Retype every entry in its entirety, without alteration.

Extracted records
____
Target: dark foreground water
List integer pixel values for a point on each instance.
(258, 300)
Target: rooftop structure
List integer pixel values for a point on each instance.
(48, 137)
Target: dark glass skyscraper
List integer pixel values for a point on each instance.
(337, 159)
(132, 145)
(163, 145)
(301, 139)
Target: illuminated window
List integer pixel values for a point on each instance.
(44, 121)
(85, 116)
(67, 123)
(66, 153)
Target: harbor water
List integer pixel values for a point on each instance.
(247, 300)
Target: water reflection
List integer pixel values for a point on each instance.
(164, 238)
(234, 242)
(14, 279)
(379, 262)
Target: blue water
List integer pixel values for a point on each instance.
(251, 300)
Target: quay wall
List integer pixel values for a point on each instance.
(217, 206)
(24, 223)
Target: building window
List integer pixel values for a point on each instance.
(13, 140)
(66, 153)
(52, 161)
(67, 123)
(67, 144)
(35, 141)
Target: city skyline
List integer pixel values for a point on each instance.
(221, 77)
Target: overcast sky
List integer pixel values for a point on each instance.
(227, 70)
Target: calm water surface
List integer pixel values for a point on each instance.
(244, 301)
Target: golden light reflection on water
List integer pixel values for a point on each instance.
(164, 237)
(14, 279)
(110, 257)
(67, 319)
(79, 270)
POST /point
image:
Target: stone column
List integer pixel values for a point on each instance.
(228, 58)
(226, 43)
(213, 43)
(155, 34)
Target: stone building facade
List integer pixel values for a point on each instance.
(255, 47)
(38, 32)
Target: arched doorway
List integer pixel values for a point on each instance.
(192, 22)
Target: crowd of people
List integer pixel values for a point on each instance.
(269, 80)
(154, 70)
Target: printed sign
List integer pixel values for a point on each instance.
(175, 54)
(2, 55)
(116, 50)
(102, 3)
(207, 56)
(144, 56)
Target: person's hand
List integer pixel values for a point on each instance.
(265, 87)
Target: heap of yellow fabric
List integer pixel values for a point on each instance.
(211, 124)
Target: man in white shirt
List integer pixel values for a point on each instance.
____
**Exercise result:**
Target: dark foreground water
List integer pixel values for a point on each instance.
(258, 300)
Target: rooftop structure
List integer pixel values for a point on each instance.
(48, 137)
Target: dark glass skyscraper
List integer pixel values for a point on each instance.
(337, 159)
(132, 145)
(163, 145)
(301, 139)
Target: illuminated window
List integer pixel values for a point on each instance.
(44, 121)
(85, 116)
(67, 123)
(66, 153)
Target: harbor water
List integer pixel values for a point on each instance.
(247, 300)
Target: water reflection
List integer pixel values for a point on each instance.
(164, 238)
(234, 242)
(14, 279)
(379, 262)
Target: blue water
List integer pixel values for a point on each instance.
(251, 300)
Target: quay wall
List integer pixel values for a point on each instance.
(217, 206)
(24, 223)
Target: building window
List integer pixel values for a point on each instance.
(13, 140)
(66, 153)
(52, 161)
(67, 123)
(67, 144)
(35, 141)
Target: city skyline
List integer pixel values for a point on each instance.
(221, 77)
Target: overcast sky
List integer pixel values for a point on each instance.
(227, 70)
Target: calm water surface
List integer pixel values for a point on each instance.
(244, 301)
Target: golden light reflection on water
List integer pixel values for a point on each instance.
(164, 237)
(14, 279)
(110, 257)
(67, 319)
(79, 270)
POST /point
image:
Target: stone column
List integer pixel values for a point on each instance.
(228, 58)
(226, 43)
(213, 43)
(155, 34)
Target: stone building facade
List integer pixel values for a point on each instance.
(255, 47)
(38, 32)
Target: arched doorway
List integer pixel values for a point on each instance.
(192, 22)
Target: crowd of people
List integer pixel values for a point on each instance.
(269, 80)
(154, 70)
Target: printed sign
List integer pixel values for a point on each instance.
(175, 54)
(2, 55)
(116, 50)
(102, 3)
(207, 56)
(144, 56)
Target: person's hand
List integer pixel values for a point on each instance.
(265, 87)
Target: heap of yellow fabric
List integer pixel values for a point on each instance.
(211, 124)
Target: man in white shirt
List integer pixel values for a point on each instance.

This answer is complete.